▶ **TO DO**:
Your answer must be the line holding "Challenge: find every instance of gray patterned" followed by every later line through the end of the entries, exactly as written.

▶ **DATA UNDER STUDY**:
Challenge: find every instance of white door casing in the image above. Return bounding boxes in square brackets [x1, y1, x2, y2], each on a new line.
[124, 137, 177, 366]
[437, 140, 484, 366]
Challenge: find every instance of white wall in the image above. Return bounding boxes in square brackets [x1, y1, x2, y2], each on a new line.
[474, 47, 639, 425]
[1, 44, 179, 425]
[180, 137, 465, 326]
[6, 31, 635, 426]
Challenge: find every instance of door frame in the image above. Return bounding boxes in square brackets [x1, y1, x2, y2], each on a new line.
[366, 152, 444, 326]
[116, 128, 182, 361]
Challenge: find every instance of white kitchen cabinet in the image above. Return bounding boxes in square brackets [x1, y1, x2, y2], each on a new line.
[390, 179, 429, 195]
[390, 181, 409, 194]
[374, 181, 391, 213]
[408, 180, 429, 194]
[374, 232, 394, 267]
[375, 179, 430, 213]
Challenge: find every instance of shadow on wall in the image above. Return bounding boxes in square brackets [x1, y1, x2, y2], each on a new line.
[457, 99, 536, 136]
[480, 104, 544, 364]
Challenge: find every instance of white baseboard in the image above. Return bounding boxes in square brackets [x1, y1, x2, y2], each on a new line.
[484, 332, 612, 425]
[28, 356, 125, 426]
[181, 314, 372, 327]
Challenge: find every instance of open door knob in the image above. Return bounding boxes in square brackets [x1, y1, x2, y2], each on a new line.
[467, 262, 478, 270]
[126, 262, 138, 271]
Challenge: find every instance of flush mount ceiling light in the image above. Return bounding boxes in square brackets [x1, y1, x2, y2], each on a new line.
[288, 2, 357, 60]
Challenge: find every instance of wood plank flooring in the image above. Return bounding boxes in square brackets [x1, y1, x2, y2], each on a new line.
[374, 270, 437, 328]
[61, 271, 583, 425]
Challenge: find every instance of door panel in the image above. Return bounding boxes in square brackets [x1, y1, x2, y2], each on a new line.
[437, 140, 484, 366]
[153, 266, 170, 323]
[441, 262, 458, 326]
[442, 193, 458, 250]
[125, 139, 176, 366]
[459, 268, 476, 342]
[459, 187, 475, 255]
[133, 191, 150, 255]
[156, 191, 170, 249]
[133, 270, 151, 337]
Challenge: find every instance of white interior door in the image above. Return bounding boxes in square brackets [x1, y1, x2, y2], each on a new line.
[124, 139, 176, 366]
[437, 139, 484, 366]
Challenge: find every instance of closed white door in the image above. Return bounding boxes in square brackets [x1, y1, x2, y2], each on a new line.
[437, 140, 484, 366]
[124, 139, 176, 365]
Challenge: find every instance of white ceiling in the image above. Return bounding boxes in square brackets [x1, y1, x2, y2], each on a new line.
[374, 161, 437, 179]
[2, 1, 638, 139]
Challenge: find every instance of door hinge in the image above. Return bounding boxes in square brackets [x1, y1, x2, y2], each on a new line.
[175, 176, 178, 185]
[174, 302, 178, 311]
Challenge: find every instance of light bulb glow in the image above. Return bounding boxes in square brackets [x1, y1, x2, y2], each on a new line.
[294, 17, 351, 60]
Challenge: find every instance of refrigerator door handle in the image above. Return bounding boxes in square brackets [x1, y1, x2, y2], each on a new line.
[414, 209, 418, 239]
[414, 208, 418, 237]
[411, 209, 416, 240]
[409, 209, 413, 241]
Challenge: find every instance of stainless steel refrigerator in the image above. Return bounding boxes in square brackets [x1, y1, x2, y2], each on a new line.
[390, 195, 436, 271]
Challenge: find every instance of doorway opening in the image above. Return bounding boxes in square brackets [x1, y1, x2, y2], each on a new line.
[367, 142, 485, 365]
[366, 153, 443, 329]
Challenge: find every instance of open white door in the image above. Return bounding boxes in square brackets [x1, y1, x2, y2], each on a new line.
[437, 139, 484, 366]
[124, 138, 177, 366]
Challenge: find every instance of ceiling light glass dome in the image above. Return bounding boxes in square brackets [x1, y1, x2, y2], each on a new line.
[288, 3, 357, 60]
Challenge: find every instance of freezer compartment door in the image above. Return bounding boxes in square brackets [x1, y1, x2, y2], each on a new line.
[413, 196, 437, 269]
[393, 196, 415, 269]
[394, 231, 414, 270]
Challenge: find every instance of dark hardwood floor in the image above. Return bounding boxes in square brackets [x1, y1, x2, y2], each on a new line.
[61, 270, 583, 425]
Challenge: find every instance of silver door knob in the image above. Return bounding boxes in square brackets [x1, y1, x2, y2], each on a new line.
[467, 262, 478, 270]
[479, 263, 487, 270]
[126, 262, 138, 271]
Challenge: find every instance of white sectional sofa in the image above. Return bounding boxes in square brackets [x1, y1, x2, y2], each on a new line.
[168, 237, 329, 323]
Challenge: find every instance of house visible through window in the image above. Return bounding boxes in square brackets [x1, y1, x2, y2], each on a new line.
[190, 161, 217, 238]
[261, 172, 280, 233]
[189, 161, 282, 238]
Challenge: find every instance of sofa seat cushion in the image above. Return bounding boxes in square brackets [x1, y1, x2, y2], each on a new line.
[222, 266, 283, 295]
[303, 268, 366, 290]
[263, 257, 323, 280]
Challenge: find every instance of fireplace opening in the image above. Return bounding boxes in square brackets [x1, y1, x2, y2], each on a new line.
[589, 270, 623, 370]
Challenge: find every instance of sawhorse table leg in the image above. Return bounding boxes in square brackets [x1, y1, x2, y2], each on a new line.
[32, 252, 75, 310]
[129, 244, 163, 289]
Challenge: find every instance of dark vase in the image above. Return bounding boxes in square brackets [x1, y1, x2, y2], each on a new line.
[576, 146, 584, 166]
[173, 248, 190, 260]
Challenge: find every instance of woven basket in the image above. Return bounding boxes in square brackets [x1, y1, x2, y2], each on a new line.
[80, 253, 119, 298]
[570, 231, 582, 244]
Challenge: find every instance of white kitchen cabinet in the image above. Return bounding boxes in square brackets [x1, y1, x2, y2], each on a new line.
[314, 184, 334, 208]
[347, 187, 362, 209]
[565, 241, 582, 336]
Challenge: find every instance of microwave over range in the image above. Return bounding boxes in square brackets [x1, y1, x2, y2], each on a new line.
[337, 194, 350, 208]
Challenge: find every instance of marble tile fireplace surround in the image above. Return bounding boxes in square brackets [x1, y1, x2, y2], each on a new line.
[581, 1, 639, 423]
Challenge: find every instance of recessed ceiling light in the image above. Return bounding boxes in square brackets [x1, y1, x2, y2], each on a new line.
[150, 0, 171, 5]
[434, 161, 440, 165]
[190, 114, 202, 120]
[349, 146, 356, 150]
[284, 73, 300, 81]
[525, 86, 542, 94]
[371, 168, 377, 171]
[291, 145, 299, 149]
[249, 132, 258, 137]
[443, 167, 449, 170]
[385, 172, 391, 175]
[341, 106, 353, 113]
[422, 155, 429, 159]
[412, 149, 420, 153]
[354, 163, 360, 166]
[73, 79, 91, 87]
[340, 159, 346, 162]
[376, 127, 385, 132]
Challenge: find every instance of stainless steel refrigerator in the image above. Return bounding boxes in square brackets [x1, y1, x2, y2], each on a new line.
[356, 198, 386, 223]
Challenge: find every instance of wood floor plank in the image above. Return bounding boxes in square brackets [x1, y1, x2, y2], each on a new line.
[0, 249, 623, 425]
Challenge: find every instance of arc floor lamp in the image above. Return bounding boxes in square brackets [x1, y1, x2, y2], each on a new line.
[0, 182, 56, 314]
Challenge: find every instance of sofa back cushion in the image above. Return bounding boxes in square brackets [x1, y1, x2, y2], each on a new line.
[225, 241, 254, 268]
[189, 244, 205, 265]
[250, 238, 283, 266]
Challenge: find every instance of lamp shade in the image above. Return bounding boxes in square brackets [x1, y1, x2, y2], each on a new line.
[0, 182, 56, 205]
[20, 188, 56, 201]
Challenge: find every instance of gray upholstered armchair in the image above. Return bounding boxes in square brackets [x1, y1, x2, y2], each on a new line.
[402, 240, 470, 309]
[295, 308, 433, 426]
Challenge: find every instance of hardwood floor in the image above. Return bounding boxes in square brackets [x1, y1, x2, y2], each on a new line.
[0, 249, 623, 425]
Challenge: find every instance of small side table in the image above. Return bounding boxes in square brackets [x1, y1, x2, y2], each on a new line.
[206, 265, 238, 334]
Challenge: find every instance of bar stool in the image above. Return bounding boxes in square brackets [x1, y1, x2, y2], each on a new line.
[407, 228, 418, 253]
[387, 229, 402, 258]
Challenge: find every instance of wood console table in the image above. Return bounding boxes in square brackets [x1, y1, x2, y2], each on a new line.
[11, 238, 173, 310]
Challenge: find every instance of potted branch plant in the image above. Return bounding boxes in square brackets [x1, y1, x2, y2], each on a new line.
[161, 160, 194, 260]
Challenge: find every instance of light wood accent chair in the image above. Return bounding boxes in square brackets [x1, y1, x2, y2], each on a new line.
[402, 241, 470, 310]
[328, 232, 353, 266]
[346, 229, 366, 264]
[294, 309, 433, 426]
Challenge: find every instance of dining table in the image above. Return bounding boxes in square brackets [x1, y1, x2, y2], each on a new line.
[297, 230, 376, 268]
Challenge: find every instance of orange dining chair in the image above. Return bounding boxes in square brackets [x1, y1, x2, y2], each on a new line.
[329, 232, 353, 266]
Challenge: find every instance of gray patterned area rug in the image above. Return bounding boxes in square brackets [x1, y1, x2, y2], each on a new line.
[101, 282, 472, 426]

▶ **ANSWER SPACE**:
Challenge: find every instance of gray patterned area rug in the image above. Return bounding boxes in square brackets [x1, y1, x2, y2], each on a new line.
[101, 282, 472, 426]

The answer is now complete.